Passage shown:
··········
Treating Reading Disorders

What is a Reading Disorder?

There are several reasons why someone might not learn to read. Some people who are functionally illiterate can't read because socioeconomic or environmental factors prevented them from receiving adequate learning opportunity.

On the other hand, when we speak of a person with a reading disorder, we usually mean a child or adult of at least average intelligence, who has had average classroom training. Those who have the opportunity, but don't learn to read or read only at a marginal level, are called dyslexics.

Popular media have generally portrayed dyslexia as a problem of seeing letters reversed or in the wrong sequence. This is true for only 1% of all dyslexics. Most dyslexia is actually part of an underlying language disorder, and is primarily auditory in nature.

The National Committee on Learning Disabilities includes reading in its definition of learning disabilities along with disorders of "listening, speaking and writing." These problems, the definition states, are "presumed to be due to a central nervous system dysfunction." It is very important to see dyslexia not as an isolated problem, but as part of a "whole language" dysfunction.

Who is Affected?

Children who have difficulty learning to read may be expected to have difficulty with language development as well. Both language comprehension and expression may be affected. A child may have problems following directions, understanding questions, formulating thoughts, producing sentences that make sense, using appropriate vocabulary, sequencing ideas, or retaining concepts.

Early childhood symptoms change with age, so that the older child may have difficulty appreciating humor, understanding idioms or drawing conclusions. They are often described as "concrete thinkers". Adolescents may have poor social skills due to their difficulty in using language to communicate and interact with peers and teachers.

In the early grades, the child with a specific reading disability may show limited progress in reading, spelling, or writing. However, the very bright child may compensate so well for his learning disability, that problems may not be evident until the later grades. In the upper grades, the child may show a widening gap in academic achievement in comparison to his peers.
··········
Provided data:
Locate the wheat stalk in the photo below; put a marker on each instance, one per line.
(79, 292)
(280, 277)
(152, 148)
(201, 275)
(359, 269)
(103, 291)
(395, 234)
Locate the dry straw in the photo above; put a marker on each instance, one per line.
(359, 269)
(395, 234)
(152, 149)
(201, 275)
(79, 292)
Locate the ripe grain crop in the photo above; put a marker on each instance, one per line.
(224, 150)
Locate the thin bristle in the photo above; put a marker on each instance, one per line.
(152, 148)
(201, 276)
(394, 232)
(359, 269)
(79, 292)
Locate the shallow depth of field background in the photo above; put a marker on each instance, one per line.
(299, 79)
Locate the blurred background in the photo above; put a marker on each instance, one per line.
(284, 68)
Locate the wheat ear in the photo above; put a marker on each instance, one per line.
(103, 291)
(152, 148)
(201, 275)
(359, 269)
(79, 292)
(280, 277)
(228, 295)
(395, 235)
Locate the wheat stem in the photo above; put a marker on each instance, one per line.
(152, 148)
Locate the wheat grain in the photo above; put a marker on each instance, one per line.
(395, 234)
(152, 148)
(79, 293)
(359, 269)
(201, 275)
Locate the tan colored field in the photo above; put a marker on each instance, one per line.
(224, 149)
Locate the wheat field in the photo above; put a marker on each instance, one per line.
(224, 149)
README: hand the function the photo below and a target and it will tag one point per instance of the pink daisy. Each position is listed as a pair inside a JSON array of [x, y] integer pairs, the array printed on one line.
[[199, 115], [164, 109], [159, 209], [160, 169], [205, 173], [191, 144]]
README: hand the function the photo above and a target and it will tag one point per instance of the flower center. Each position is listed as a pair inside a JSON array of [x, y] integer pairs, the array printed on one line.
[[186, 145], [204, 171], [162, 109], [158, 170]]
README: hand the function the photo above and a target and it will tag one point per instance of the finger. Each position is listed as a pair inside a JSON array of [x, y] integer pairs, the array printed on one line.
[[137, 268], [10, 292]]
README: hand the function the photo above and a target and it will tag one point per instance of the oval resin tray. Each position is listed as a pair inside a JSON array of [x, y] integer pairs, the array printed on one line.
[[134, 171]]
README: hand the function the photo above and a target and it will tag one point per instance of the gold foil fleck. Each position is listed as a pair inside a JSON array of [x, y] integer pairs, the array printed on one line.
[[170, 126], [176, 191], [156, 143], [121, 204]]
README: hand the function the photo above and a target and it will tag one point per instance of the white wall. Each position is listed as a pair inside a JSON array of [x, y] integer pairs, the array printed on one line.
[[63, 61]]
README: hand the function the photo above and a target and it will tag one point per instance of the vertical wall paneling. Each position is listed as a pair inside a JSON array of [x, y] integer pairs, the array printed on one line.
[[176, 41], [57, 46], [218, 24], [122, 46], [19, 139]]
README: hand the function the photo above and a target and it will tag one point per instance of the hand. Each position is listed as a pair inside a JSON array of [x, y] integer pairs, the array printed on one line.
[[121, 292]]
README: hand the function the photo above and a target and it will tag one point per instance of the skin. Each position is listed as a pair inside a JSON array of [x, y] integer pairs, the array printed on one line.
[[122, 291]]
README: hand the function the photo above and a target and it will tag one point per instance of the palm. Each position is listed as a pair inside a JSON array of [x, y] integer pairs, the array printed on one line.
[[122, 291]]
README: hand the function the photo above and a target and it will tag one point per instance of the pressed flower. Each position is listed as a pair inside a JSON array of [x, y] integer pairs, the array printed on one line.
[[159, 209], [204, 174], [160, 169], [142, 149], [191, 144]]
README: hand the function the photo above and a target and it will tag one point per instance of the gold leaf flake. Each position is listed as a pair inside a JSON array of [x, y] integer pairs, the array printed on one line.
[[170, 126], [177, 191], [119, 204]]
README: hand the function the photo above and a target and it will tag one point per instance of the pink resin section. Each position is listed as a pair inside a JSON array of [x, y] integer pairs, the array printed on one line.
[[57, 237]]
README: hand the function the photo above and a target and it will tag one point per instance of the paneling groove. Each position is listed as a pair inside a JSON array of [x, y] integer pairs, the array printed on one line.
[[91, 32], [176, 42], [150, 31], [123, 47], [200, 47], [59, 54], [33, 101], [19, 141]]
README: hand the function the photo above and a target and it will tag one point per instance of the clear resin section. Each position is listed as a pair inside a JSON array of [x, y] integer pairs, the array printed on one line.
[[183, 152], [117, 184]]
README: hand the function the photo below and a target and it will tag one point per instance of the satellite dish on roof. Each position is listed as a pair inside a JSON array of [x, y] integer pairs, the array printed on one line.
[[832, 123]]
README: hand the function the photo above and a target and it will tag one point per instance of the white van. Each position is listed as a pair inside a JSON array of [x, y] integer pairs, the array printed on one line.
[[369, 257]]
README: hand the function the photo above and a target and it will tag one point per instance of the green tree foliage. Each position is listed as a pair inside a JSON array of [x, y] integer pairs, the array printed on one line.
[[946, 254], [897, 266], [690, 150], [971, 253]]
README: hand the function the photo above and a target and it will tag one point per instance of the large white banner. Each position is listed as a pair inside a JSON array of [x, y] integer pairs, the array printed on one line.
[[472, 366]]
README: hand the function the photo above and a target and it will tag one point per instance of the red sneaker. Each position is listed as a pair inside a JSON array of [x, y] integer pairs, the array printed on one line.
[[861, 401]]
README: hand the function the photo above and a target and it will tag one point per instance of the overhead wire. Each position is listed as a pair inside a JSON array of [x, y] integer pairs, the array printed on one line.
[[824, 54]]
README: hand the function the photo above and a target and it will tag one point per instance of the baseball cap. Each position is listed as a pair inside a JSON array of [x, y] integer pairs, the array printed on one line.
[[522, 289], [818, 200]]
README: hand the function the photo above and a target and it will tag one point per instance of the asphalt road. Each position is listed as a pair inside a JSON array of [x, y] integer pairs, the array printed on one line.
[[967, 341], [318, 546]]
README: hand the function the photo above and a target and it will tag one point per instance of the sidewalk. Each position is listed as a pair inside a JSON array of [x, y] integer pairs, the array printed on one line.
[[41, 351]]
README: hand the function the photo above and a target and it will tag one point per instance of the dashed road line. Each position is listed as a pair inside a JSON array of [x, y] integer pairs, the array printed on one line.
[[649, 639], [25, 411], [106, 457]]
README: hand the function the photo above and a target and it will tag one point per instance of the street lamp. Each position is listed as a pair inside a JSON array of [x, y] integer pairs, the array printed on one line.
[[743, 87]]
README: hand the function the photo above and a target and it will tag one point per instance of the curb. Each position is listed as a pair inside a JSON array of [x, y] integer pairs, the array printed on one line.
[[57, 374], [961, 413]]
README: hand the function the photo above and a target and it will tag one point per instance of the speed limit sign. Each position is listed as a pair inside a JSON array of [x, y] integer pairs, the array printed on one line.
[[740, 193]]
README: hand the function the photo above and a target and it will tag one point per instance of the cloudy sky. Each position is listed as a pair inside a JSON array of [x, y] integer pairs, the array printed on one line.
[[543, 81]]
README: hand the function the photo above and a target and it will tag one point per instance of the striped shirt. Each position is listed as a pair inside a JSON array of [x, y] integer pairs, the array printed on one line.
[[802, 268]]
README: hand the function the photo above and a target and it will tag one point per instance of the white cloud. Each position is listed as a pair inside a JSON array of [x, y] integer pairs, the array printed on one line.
··········
Exercises to complete:
[1] According to the text on reading disorders, what share of all dyslexics actually see letters reversed or in the wrong sequence?
[2] Retype the text on reading disorders, starting with "Treating Reading Disorders" and going on through "adequate learning opportunity.".

Results in order:
[1] Only 1% of all dyslexics.

[2]
Treating Reading Disorders

What is a Reading Disorder?

There are several reasons why someone might not learn to read. Some people who are functionally illiterate can't read because socioeconomic or environmental factors prevented them from receiving adequate learning opportunity.